_PROBLEM_
Print the line that contains "Reviewer note: check that every instance of the window sill" and every line after it through the last line of the records below, exactly as written and nothing else.

>> Start DATA TO USE

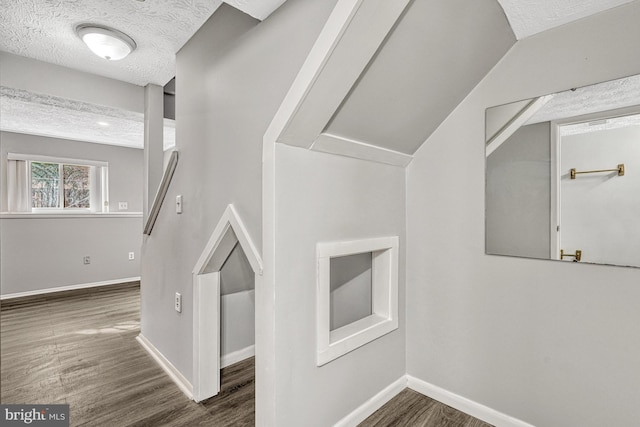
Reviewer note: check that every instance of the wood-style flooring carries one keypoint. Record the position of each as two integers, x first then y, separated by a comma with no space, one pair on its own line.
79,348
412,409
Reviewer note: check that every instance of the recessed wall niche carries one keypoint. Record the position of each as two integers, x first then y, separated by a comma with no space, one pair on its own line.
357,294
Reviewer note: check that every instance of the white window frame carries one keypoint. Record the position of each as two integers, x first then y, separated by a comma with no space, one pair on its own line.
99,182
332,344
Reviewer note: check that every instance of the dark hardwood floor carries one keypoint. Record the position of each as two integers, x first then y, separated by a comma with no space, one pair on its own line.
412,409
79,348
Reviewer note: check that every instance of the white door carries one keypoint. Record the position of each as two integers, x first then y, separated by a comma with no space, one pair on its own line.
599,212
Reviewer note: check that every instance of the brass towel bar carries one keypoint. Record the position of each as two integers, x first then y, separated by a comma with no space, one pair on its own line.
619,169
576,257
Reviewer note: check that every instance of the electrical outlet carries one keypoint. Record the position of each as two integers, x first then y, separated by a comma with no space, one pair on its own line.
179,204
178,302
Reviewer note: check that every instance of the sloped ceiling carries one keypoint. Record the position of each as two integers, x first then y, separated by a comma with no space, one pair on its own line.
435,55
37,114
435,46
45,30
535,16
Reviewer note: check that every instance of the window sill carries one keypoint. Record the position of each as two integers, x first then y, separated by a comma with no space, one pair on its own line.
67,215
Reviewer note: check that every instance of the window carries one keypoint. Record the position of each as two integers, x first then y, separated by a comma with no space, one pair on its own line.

>> End DATA TO USE

_OUTPUT FOR THIS EXERCISE_
Reviewer note: check that every instance of the window sill carries one keypoint. Record the position of each as two integers, x first then y, separated by a comma with no space, one pair on its own line.
67,215
Reviewer note: check that every instance of the window carries one keypoint. Record the position of each as two integers, x first then y, separated by a comma with no space, one pair on its own line.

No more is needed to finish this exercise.